DATA TO PROCESS =>
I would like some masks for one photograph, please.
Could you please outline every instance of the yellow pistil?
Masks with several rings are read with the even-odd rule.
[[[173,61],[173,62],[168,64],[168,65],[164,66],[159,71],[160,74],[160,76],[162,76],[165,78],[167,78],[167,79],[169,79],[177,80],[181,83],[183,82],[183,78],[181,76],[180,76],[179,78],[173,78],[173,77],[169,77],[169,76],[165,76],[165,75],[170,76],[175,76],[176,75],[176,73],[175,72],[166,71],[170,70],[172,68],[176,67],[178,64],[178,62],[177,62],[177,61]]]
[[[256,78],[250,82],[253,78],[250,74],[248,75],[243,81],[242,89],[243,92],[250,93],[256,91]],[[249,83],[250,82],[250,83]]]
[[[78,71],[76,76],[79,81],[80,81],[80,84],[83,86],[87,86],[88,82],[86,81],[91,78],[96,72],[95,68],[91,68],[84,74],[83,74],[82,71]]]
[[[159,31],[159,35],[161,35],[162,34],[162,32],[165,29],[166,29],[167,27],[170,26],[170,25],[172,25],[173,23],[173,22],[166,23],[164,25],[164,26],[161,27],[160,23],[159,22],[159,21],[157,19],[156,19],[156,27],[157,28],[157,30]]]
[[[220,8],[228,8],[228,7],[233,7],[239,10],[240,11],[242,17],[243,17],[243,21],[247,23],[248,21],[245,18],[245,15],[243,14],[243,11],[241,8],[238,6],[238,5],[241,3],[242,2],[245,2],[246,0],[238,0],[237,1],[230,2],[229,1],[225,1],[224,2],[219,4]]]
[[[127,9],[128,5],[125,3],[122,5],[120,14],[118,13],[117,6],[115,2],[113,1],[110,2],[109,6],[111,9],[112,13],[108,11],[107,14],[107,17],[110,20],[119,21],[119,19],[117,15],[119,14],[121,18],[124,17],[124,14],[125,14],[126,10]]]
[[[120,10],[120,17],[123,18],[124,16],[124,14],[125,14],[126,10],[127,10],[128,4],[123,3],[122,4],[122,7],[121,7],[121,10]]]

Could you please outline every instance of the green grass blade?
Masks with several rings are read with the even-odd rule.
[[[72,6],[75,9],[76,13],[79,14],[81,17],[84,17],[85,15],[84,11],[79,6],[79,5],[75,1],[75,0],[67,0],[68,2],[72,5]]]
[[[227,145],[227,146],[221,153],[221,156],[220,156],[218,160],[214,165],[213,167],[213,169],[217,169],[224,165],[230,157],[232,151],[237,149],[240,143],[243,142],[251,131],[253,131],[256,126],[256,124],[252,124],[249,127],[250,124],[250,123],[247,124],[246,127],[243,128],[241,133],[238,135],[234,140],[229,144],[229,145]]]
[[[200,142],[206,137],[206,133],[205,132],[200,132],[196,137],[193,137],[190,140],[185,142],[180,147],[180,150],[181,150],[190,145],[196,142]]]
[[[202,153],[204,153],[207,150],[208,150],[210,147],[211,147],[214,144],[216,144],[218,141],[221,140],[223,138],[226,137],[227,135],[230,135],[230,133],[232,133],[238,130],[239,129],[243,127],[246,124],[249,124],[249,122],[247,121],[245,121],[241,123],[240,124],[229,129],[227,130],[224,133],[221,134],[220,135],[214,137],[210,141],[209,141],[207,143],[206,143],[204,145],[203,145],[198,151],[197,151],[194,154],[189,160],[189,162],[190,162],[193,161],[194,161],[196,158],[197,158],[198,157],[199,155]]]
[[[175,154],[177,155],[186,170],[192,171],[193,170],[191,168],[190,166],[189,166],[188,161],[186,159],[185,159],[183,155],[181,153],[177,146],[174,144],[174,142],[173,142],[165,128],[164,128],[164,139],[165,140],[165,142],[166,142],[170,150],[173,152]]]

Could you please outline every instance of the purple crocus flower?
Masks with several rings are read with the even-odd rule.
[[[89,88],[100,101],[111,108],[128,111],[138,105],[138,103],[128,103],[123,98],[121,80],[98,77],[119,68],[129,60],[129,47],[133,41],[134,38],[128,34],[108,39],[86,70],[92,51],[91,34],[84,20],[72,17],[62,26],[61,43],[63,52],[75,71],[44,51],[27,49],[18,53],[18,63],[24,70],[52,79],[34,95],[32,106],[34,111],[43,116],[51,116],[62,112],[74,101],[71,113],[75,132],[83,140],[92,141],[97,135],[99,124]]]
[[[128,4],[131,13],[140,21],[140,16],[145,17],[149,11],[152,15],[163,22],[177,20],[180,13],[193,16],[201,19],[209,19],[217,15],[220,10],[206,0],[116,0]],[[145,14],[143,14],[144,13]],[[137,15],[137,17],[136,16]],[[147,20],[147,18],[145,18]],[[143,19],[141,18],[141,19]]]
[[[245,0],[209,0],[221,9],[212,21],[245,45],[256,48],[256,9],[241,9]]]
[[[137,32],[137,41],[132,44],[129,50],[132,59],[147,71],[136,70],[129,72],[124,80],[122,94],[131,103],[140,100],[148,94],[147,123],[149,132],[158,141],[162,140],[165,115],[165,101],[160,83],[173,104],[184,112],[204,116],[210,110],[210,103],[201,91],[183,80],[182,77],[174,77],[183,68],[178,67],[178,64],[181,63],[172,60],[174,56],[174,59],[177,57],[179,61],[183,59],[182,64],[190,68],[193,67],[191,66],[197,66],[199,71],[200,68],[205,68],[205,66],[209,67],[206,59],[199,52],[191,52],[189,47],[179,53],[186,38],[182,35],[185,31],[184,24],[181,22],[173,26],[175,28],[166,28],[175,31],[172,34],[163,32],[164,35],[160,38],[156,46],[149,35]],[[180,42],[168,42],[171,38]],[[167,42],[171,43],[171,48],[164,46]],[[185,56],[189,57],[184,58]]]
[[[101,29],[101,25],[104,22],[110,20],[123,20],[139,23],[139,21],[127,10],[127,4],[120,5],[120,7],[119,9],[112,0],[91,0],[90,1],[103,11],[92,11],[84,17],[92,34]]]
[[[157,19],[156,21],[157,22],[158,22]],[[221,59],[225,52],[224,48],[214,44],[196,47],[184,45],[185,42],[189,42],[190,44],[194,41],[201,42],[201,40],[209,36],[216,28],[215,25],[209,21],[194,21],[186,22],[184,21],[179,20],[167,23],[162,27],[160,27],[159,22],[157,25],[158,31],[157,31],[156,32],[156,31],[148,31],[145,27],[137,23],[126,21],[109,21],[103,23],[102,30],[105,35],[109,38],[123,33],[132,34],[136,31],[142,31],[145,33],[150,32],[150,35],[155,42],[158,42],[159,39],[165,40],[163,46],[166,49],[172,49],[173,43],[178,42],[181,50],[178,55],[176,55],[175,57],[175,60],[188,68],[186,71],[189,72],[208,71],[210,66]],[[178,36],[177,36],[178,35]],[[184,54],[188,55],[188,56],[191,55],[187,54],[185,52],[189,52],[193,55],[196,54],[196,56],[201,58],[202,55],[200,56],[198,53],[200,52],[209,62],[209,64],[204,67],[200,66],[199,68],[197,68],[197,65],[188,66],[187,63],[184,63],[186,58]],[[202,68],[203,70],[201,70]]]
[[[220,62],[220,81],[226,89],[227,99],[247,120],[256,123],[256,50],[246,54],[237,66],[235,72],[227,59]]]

WRITTEN EXERCISE => Quote each line above in full, word for word.

TASK ANSWER =>
I would like some masks for one photograph, please.
Could you please outline every instance of the yellow pistil?
Masks with several rings are read with the even-odd rule.
[[[173,61],[173,62],[168,64],[168,65],[164,66],[159,71],[160,74],[160,76],[162,76],[165,78],[167,78],[167,79],[169,79],[177,80],[181,83],[183,82],[183,78],[181,76],[180,76],[179,78],[173,78],[173,77],[169,77],[169,76],[165,76],[165,75],[170,76],[175,76],[176,75],[176,73],[175,72],[166,71],[170,70],[172,68],[176,67],[178,64],[178,62],[177,62],[177,61]]]
[[[256,78],[250,82],[253,78],[250,74],[248,75],[243,81],[242,89],[243,92],[250,93],[256,91]],[[249,83],[250,82],[250,83]]]
[[[78,71],[76,76],[79,81],[80,81],[80,84],[83,86],[87,86],[88,82],[86,81],[91,78],[96,72],[95,68],[91,68],[84,74],[83,74],[82,71]]]
[[[159,31],[159,35],[161,35],[162,34],[162,32],[165,29],[166,29],[167,27],[170,26],[170,25],[172,25],[173,23],[173,22],[166,23],[164,25],[164,26],[161,27],[160,23],[159,22],[159,21],[157,19],[156,19],[156,27],[157,28],[157,30]]]
[[[220,8],[228,8],[228,7],[233,7],[239,10],[240,11],[242,17],[243,17],[243,21],[247,23],[248,21],[245,18],[245,15],[243,14],[243,11],[241,8],[238,6],[238,5],[241,3],[242,2],[245,2],[246,0],[238,0],[237,1],[230,2],[229,1],[225,1],[224,2],[219,4]]]
[[[127,9],[128,5],[125,3],[122,5],[120,14],[118,13],[117,6],[115,2],[113,1],[110,2],[109,6],[111,9],[112,13],[108,11],[107,14],[107,17],[110,20],[119,21],[119,19],[117,15],[119,14],[121,18],[124,17],[124,14],[125,14],[126,10]]]
[[[120,10],[120,17],[123,18],[124,16],[124,14],[125,14],[126,10],[127,10],[128,4],[123,3],[122,4],[122,7],[121,7],[121,10]]]

Could you please outline every instance of the green grass blade?
Masks with several rings are read with the even-odd rule.
[[[72,6],[75,9],[76,13],[79,14],[81,17],[84,17],[85,15],[84,11],[79,6],[79,5],[75,1],[75,0],[67,0],[68,2],[72,5]]]
[[[227,145],[227,146],[221,153],[221,156],[220,156],[218,160],[214,165],[213,167],[213,169],[217,169],[224,165],[230,157],[232,151],[237,149],[240,143],[243,142],[251,131],[253,131],[256,126],[256,124],[252,124],[249,127],[250,124],[250,123],[247,124],[246,127],[243,128],[241,133],[238,135],[234,140],[229,144],[229,145]]]
[[[200,142],[206,137],[206,133],[205,132],[200,132],[196,137],[193,137],[190,140],[185,142],[180,147],[180,150],[181,150],[190,145],[196,142]]]
[[[202,153],[204,153],[207,150],[208,150],[210,147],[211,147],[214,144],[216,144],[218,141],[221,140],[223,138],[226,137],[227,135],[230,135],[230,133],[232,133],[238,130],[239,129],[243,127],[246,124],[249,124],[249,122],[247,121],[245,121],[241,123],[240,124],[229,129],[227,130],[224,133],[221,134],[220,135],[214,137],[210,141],[209,141],[207,143],[206,143],[204,145],[203,145],[198,151],[197,151],[194,154],[189,160],[189,162],[190,162],[193,161],[194,161],[196,158],[197,158],[198,157],[199,155]]]
[[[175,154],[177,155],[186,170],[192,171],[193,170],[191,168],[190,166],[189,166],[188,161],[186,159],[185,159],[183,155],[181,153],[177,146],[174,144],[174,142],[173,142],[165,128],[164,128],[164,139],[165,140],[165,142],[166,142],[170,150],[173,152]]]

Could you please outline every instance of the purple crocus flower?
Masks with several rings are read with the even-odd rule.
[[[89,88],[100,101],[111,108],[128,111],[138,105],[138,103],[128,103],[123,98],[121,80],[98,77],[119,68],[129,60],[129,47],[133,41],[134,38],[128,34],[108,39],[86,70],[92,51],[91,34],[84,20],[72,17],[62,26],[61,43],[63,52],[75,71],[44,51],[27,49],[18,53],[18,63],[24,70],[52,79],[34,95],[32,106],[34,111],[43,116],[51,116],[62,112],[74,101],[71,113],[75,132],[83,140],[92,141],[97,135],[99,124]]]
[[[128,4],[131,13],[140,21],[140,16],[145,17],[149,11],[152,15],[163,22],[177,20],[180,13],[193,16],[201,19],[209,19],[217,15],[220,10],[206,0],[116,0]],[[145,14],[143,14],[144,13]],[[137,15],[137,17],[136,16]],[[147,20],[147,18],[145,18]],[[143,19],[141,18],[141,19]]]
[[[245,0],[209,0],[221,9],[212,21],[245,45],[256,48],[256,9],[241,9]]]
[[[137,32],[137,41],[132,44],[129,50],[132,59],[147,71],[136,70],[129,72],[124,80],[122,94],[131,103],[140,100],[148,94],[147,123],[149,132],[158,141],[162,140],[165,115],[165,101],[160,83],[173,104],[184,112],[204,116],[210,110],[210,103],[201,91],[183,80],[182,77],[174,77],[183,68],[178,67],[178,64],[181,63],[172,60],[174,56],[174,59],[177,57],[179,61],[183,59],[182,64],[190,68],[193,67],[191,66],[197,66],[199,71],[200,68],[205,68],[205,66],[209,67],[206,59],[199,52],[191,52],[189,47],[179,53],[186,38],[182,35],[185,31],[184,24],[181,22],[173,26],[175,28],[166,28],[175,31],[172,34],[163,32],[164,35],[160,38],[156,46],[149,35]],[[180,42],[168,42],[171,38]],[[167,42],[171,43],[171,48],[164,46]],[[185,56],[189,57],[184,58]]]
[[[101,29],[101,25],[104,22],[110,20],[123,20],[139,23],[139,21],[127,10],[127,4],[120,5],[120,7],[119,9],[112,0],[91,0],[90,1],[103,11],[92,11],[84,17],[92,34]]]
[[[157,19],[156,21],[157,22],[158,22]],[[221,59],[225,52],[224,48],[214,44],[196,47],[184,45],[185,42],[189,42],[190,44],[194,41],[201,42],[201,40],[209,36],[216,28],[215,25],[209,21],[194,21],[186,22],[184,21],[179,20],[167,23],[162,27],[160,27],[159,22],[157,25],[158,31],[157,31],[156,32],[156,31],[148,31],[145,27],[137,23],[126,21],[109,21],[103,23],[102,30],[105,35],[109,38],[123,33],[132,34],[136,31],[142,31],[145,33],[150,32],[150,35],[155,42],[158,42],[159,39],[165,40],[163,46],[166,49],[172,49],[173,43],[178,42],[181,50],[178,55],[176,55],[175,57],[175,60],[188,68],[186,71],[189,72],[208,71],[210,66]],[[178,36],[177,36],[178,35]],[[184,54],[188,55],[188,56],[191,55],[187,54],[185,52],[189,52],[193,55],[196,54],[196,56],[201,58],[202,55],[200,56],[198,53],[200,52],[209,62],[209,64],[204,67],[200,66],[199,68],[197,68],[197,65],[188,66],[187,63],[184,63],[186,58]],[[202,68],[203,70],[201,70]]]
[[[220,62],[220,81],[226,89],[227,99],[247,120],[256,123],[256,50],[246,54],[237,66],[235,72],[227,59]]]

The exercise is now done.